### Text passage:
The NMHC/NAA Joint Legislative Program offers this white paper outlining the key principles a reformed housing finance system needs to embrace to preserve liquidity and stability for the well-performing multifamily sector.
While the apartment industry strongly supports the return to a system dominated by private capital, an ongoing federal role is critical to ensuring that capital is available in all markets at all times. Even in healthy economic times, private capital has not been able to meet the broad liquidity needs of the apartment industry. A private-only housing finance system results in an overabundance of capital for high-end properties in top-tier markets, but leaves smaller markets underserved.

### Set exercise:
For each statement below, state whether it agrees with the passage on housing finance reform, answering yes or no and quoting the exact words of the passage that decide it. 1. The apartment industry opposes a return to a system dominated by private capital. 2. Even in healthy economic times, private capital has not met the broad liquidity needs of the apartment industry. 3. A private-only housing finance system leaves smaller markets underserved. The records that follow are drawn from a separate source.

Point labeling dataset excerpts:
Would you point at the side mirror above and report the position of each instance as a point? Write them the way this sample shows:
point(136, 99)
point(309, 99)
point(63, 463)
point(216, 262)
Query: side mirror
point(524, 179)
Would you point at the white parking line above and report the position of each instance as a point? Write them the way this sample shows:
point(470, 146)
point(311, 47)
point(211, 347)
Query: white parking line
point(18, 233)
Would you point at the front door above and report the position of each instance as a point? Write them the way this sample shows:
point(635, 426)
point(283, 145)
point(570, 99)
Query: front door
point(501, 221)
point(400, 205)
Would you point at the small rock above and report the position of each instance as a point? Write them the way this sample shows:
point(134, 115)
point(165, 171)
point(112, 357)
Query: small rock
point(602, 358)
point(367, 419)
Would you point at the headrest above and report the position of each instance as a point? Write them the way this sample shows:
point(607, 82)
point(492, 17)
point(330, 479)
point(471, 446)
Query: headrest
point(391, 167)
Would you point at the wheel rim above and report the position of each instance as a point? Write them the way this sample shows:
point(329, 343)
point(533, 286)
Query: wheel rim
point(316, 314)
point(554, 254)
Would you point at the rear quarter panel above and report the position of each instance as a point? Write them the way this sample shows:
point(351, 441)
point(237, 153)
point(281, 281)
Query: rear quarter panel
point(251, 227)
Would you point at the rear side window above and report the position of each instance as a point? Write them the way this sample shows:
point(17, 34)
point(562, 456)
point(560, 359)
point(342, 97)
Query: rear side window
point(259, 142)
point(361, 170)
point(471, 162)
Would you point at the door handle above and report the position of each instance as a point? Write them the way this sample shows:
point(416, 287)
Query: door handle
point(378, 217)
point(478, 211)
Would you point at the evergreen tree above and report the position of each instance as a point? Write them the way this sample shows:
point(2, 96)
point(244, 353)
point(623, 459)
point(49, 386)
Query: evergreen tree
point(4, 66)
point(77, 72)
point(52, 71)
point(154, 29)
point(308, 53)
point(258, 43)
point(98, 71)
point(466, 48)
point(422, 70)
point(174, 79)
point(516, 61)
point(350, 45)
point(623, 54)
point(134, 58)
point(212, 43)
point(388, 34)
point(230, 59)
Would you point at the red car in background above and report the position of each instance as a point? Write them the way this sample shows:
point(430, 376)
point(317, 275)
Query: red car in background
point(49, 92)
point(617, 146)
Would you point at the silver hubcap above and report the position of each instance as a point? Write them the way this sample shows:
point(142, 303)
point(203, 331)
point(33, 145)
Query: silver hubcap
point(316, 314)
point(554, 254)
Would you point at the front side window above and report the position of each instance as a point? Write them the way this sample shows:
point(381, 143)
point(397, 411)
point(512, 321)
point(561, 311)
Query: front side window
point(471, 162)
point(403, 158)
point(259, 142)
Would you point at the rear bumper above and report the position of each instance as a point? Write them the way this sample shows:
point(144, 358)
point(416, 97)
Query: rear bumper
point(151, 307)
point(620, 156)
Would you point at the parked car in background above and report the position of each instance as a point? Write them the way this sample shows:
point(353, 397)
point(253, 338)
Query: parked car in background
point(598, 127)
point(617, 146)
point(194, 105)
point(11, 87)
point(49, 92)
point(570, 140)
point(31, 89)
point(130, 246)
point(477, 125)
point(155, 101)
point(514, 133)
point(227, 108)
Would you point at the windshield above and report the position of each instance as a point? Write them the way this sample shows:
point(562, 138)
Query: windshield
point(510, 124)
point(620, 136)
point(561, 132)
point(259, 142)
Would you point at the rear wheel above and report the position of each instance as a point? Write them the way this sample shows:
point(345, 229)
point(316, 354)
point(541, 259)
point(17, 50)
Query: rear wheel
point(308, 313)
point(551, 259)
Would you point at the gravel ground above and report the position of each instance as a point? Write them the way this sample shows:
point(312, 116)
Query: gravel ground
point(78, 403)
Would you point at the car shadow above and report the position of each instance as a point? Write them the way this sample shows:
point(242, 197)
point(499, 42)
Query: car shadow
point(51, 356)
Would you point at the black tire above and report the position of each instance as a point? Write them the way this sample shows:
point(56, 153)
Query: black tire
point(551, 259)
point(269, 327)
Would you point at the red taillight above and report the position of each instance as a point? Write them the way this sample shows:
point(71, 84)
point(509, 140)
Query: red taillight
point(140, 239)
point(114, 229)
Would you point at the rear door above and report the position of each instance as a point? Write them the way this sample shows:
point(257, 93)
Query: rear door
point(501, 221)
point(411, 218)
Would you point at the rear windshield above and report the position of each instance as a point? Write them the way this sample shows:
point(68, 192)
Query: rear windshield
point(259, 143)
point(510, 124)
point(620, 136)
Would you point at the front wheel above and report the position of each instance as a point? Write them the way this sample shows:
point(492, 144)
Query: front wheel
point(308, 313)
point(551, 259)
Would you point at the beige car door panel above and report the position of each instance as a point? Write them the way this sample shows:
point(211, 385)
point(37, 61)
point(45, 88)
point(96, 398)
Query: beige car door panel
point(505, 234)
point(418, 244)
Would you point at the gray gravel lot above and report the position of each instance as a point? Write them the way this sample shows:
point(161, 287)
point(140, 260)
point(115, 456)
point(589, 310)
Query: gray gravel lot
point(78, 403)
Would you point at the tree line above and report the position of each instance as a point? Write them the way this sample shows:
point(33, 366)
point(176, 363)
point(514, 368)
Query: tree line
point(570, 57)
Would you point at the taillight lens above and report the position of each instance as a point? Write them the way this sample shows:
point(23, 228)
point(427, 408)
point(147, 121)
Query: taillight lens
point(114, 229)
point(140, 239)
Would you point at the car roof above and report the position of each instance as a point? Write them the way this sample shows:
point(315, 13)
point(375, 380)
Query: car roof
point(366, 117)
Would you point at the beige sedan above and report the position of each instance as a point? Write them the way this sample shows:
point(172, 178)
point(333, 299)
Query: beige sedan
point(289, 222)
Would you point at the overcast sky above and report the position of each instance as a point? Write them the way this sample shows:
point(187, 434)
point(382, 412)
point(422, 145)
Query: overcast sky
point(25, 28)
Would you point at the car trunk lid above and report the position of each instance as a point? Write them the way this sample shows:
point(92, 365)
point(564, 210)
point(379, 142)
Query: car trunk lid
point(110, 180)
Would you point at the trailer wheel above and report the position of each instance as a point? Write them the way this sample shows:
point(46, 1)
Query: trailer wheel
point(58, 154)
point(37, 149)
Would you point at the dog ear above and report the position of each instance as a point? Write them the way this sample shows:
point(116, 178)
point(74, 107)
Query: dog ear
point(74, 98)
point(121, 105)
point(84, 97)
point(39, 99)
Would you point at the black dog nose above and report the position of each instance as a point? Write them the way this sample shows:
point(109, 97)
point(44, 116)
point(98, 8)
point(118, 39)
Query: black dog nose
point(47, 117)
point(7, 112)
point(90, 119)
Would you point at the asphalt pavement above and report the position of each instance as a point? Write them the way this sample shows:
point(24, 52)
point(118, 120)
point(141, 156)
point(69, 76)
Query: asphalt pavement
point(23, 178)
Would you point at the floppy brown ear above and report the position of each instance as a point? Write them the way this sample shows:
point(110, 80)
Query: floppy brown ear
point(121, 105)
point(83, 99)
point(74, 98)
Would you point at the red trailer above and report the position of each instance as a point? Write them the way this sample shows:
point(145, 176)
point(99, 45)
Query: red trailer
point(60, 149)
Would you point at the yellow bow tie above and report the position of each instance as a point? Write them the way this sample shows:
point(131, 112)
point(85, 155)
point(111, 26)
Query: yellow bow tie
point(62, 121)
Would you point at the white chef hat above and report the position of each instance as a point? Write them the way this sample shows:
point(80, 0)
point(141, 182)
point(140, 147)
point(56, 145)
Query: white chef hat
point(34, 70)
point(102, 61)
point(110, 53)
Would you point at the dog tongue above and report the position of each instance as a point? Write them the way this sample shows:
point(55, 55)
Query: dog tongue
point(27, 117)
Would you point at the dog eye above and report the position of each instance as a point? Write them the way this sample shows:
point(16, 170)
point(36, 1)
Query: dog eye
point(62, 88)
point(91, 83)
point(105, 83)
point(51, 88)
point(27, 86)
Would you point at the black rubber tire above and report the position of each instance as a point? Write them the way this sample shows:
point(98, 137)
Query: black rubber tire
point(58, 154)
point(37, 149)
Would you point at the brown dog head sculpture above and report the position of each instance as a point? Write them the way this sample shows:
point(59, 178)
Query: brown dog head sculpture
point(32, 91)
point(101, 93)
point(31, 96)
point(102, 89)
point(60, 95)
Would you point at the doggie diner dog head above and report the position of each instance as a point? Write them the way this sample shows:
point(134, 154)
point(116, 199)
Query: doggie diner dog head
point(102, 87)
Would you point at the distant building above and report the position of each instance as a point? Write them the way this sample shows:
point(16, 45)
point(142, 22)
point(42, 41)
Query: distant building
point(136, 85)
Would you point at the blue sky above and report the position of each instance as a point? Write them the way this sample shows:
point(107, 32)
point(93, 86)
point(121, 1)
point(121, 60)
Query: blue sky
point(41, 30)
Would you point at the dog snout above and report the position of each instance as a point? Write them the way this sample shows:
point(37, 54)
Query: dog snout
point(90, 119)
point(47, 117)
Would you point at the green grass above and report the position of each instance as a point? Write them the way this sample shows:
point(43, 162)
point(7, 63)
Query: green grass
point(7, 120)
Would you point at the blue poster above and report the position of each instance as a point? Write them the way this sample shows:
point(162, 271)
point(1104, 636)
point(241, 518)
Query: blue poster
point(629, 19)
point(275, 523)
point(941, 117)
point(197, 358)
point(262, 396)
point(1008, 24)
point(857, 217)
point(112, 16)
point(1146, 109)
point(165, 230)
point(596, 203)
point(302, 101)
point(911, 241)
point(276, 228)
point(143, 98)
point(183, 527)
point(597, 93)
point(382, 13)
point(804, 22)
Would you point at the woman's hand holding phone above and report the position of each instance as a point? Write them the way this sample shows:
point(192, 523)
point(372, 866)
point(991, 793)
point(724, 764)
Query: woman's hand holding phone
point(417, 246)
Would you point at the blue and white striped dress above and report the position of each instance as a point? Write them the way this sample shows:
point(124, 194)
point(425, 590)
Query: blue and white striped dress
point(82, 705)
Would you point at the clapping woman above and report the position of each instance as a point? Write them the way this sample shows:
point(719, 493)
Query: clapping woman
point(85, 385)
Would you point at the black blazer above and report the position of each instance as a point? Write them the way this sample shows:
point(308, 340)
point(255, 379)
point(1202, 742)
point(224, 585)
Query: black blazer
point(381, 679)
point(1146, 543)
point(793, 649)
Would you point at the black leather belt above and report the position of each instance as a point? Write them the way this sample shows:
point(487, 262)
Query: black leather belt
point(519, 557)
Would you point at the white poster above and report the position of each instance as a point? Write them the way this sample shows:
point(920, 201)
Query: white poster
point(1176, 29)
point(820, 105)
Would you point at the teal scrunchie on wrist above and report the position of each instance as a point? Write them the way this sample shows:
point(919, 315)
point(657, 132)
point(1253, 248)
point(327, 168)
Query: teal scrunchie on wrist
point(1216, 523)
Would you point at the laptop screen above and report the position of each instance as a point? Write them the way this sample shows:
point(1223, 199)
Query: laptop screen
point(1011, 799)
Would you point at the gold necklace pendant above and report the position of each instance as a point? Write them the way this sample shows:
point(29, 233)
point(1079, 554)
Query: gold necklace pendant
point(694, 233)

### Answer for the task:
1. No: "the apartment industry strongly supports the return to a system dominated by private capital"
2. Yes: "Even in healthy economic times, private capital has not been able to meet the broad liquidity needs of the apartment industry."
3. Yes: "A private-only housing finance system results in an overabundance of capital for high-end properties in top-tier markets, but leaves smaller markets underserved."